**Exercise objective:** Below are the records; copy out every line that holds the word "white".

**Data extracts:**

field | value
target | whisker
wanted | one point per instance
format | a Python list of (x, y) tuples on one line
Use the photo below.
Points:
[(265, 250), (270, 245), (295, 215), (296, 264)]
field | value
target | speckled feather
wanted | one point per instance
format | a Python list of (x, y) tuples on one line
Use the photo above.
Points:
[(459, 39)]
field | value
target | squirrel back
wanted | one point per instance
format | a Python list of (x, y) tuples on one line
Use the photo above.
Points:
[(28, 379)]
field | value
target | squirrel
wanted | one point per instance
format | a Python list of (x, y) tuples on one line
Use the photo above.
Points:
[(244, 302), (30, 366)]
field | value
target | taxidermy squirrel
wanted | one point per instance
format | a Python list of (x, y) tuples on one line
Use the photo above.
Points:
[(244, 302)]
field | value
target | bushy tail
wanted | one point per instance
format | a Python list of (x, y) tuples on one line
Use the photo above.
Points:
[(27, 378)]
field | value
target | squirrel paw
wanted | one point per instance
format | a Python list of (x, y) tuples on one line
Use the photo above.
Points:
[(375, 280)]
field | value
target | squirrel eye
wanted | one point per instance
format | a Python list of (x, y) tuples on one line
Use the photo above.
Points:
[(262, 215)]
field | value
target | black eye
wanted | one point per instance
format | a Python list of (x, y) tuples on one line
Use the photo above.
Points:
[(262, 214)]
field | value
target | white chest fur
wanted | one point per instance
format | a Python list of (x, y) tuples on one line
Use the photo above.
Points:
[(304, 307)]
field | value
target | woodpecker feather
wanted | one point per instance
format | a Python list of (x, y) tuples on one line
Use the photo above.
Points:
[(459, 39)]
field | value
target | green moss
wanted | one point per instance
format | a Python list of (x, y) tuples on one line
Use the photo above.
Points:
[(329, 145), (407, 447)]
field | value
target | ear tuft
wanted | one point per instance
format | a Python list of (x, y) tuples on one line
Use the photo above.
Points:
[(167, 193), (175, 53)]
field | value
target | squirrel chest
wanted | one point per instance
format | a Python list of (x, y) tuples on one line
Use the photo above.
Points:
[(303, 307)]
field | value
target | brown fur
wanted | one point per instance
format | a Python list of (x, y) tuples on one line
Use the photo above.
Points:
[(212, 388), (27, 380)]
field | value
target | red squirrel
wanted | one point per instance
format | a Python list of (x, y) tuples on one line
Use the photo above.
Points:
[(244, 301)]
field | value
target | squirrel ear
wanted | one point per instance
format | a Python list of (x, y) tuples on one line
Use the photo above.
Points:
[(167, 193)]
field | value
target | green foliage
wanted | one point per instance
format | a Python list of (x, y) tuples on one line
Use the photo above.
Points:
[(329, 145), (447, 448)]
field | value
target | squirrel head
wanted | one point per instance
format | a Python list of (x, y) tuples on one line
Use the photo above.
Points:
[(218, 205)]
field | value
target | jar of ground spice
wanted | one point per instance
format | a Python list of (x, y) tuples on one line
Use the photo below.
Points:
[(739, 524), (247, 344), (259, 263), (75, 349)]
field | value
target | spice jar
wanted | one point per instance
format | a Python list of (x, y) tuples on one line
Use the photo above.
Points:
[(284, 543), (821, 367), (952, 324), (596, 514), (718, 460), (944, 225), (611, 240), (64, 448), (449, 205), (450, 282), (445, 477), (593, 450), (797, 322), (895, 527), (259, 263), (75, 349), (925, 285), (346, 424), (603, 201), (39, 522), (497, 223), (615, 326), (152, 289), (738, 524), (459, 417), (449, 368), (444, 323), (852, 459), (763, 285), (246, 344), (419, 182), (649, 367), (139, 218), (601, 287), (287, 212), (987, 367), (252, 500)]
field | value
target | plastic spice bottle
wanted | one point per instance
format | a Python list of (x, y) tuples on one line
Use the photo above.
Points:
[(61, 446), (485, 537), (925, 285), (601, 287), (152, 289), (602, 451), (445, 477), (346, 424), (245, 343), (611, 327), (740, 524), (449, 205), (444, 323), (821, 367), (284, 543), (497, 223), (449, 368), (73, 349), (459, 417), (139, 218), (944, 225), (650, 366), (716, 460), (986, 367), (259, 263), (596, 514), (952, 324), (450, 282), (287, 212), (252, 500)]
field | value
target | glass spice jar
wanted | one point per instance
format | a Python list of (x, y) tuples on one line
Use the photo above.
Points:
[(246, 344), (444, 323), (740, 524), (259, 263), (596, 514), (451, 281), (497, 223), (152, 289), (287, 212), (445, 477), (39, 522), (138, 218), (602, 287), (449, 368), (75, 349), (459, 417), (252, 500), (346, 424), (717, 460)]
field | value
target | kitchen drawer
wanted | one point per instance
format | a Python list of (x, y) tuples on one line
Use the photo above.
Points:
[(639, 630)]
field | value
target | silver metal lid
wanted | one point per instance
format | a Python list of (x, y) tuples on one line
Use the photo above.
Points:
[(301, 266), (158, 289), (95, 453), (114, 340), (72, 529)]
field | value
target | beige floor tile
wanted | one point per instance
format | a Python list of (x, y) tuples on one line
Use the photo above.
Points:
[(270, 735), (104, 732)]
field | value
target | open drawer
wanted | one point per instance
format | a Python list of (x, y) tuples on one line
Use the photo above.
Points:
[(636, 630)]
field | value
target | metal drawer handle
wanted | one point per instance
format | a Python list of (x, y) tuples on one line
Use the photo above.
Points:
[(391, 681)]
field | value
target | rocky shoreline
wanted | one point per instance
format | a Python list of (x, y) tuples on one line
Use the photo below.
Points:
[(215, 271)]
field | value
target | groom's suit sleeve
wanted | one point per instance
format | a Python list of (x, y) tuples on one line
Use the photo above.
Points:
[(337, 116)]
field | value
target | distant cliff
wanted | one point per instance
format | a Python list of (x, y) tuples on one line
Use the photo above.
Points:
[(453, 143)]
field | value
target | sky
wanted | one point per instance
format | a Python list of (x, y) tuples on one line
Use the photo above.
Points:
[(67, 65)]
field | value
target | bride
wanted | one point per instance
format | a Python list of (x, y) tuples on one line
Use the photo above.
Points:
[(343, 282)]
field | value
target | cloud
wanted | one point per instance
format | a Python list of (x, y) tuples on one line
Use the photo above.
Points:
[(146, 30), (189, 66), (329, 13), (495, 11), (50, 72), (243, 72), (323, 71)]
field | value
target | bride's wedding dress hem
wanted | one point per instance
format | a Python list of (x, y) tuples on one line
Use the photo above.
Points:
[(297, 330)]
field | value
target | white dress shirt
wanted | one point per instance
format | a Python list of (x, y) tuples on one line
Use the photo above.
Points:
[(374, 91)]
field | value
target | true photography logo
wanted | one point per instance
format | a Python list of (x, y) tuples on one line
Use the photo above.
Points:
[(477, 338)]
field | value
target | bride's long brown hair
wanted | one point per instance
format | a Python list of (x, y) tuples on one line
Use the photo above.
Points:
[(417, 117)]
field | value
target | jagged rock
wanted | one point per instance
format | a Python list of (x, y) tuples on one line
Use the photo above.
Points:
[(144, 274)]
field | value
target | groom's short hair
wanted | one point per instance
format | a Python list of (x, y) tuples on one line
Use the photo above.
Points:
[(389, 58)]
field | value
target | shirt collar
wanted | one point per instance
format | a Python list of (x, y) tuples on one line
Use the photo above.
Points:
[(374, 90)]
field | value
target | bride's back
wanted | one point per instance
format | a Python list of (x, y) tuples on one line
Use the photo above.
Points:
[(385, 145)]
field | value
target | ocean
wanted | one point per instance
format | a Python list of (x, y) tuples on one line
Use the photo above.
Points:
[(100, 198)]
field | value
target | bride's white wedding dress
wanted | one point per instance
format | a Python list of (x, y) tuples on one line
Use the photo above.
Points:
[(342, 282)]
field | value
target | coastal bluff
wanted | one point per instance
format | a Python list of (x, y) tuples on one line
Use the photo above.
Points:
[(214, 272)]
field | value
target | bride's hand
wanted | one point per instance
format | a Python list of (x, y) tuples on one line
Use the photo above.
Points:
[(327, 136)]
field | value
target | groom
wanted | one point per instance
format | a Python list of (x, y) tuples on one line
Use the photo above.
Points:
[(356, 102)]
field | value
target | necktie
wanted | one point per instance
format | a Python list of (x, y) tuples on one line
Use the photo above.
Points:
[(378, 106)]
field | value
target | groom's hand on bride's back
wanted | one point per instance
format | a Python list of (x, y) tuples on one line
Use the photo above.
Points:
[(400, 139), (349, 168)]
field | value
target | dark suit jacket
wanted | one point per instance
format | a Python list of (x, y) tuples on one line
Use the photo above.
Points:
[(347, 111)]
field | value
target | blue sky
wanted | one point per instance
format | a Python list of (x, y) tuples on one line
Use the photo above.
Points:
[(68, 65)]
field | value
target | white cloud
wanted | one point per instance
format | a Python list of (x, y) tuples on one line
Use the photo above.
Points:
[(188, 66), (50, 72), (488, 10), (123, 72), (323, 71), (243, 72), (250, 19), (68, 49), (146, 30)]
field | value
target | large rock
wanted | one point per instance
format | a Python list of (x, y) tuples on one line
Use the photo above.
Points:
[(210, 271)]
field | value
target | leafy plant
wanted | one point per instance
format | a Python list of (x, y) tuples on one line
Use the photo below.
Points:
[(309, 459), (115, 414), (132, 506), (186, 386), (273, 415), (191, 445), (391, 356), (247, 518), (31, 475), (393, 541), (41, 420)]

**Written response:**
target | white chest fur
target | white dress shirt
target | bride's white wedding dress
target | white cloud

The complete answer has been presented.